| Exercise instructions |
Swap "gray" for "silver" in the lines below and leave everything else as it is.

[Source data]
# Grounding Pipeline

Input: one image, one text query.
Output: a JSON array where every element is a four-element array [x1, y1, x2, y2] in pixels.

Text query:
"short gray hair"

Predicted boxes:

| Task output |
# Grounding Pipeline

Input: one image, one text query.
Output: a JSON array where every element is a four-element array [x1, y1, x2, y2] in pixels.

Text query:
"short silver hair"

Predicted boxes:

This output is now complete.